* CONSIGNE 1: Sélectionnez parmi les lignes ci-dessous toutes celles qui contiennent le mot « edge », puis recopiez-les.

===== DOCUMENT =====

Je me suis souvenu alors du sourire irradiant de Betty, de sa force et de sa liberté, de sa folie, de cette impudeur d'une jeunesse exaltée et sauvage qui semblait hurler fuck off à celles et ceux qui ne supportaient pas de la voir vivre si belle et si rebelle à la fois, de cette fragilité de porcelaine qui accompagne celles qui poursuivent une quête d'un inaccessible bonheur jusqu'à y perdre la raison. Je me suis souvenu de Zorg , de ce sourire timide qui s'excusait presque d'être là, de cette indolente nonchalance dans le fracas tumultueux des tempêtes et des passion, de cette manière de vivre à la fois marginal et libre, de ce mec tranquille et paumé entre ces foutues mauvaises nouvelles apportées par les vent du nord comme celui du sud n'espérant plus rien de la vie qu'une petite bulle d'oisiveté paisible et d'amour absolue hors du monde comme ce plateau de l'Aubrac baigné de lumière. Je me suis souvenu de Zorg et Betty de cette rencontre du feu et de la glace, ce cette union entre celle qui voulait tout bouffer et celui qui n'espérait déjà plus rien, de cet amour qui se foutait de tout avec l'innocence un brin provocatrice de toute sa jeunesse et qui ne voulait rien de plus que se consumer d'un brasier ardent fait de passion , de chair, d'amour, de complicité, de rires, de tendresse, d'ivresse et de baise.

=====

* CONSIGNE 2: Reproduisez intégralement le texte sur Betty et Zorg, sans y apporter la moindre modification.

===== EXTRAITS DE DONNÉES =====

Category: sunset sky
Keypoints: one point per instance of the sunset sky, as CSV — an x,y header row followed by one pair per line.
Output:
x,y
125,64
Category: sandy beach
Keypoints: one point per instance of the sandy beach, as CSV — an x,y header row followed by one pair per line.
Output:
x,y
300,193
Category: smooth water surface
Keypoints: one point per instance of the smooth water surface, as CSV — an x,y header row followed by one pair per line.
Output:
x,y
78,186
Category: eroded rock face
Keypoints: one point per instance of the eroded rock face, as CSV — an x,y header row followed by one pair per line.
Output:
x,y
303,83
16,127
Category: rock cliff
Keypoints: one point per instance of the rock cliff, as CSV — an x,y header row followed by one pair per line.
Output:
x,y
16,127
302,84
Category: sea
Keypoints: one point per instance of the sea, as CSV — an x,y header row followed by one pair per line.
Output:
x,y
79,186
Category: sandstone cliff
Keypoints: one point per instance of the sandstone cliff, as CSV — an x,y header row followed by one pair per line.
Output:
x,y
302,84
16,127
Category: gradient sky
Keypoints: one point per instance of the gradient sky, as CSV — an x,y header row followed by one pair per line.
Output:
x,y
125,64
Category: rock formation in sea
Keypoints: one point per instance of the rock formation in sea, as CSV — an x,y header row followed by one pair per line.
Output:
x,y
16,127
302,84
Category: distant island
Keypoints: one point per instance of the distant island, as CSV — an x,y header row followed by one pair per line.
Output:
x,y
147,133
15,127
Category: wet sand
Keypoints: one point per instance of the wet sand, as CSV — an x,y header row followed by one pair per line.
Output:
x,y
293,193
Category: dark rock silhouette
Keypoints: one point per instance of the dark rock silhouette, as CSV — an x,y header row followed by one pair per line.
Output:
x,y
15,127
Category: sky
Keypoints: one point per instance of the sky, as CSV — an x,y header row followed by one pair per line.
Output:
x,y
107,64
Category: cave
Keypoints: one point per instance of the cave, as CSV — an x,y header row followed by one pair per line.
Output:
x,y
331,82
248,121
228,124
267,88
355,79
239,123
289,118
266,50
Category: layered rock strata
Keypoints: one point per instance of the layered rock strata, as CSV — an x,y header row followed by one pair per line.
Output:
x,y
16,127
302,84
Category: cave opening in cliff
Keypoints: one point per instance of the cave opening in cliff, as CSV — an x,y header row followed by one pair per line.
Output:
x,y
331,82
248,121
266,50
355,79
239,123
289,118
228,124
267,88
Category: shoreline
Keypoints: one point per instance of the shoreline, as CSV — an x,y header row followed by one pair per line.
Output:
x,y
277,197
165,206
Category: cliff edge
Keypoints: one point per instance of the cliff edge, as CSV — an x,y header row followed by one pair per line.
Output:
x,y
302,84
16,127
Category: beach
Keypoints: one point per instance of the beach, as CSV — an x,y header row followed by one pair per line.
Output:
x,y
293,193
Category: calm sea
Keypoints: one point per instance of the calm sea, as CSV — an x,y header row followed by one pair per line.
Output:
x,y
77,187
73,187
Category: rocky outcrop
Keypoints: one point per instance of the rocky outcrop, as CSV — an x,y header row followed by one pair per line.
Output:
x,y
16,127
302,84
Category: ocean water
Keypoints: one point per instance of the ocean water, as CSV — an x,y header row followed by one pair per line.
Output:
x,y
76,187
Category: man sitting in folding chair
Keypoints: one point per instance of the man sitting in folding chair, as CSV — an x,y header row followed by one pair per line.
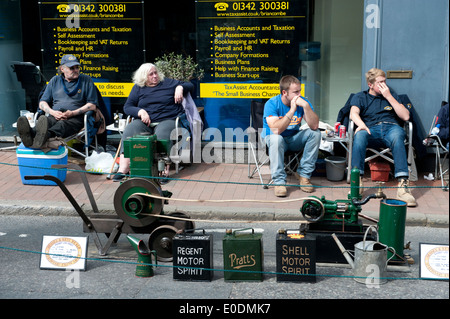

=====

* RÉSULTAT ATTENDU 1:
Category: cliff edge
Keypoints: one point per instance of the cliff edge, as CSV — an x,y header row followed by one pair per line.

* RÉSULTAT ATTENDU 2:
Je me suis souvenu alors du sourire irradiant de Betty, de sa force et de sa liberté, de sa folie, de cette impudeur d'une jeunesse exaltée et sauvage qui semblait hurler fuck off à celles et ceux qui ne supportaient pas de la voir vivre si belle et si rebelle à la fois, de cette fragilité de porcelaine qui accompagne celles qui poursuivent une quête d'un inaccessible bonheur jusqu'à y perdre la raison. Je me suis souvenu de Zorg , de ce sourire timide qui s'excusait presque d'être là, de cette indolente nonchalance dans le fracas tumultueux des tempêtes et des passion, de cette manière de vivre à la fois marginal et libre, de ce mec tranquille et paumé entre ces foutues mauvaises nouvelles apportées par les vent du nord comme celui du sud n'espérant plus rien de la vie qu'une petite bulle d'oisiveté paisible et d'amour absolue hors du monde comme ce plateau de l'Aubrac baigné de lumière. Je me suis souvenu de Zorg et Betty de cette rencontre du feu et de la glace, ce cette union entre celle qui voulait tout bouffer et celui qui n'espérait déjà plus rien, de cet amour qui se foutait de tout avec l'innocence un brin provocatrice de toute sa jeunesse et qui ne voulait rien de plus que se consumer d'un brasier ardent fait de passion , de chair, d'amour, de complicité, de rires, de tendresse, d'ivresse et de baise.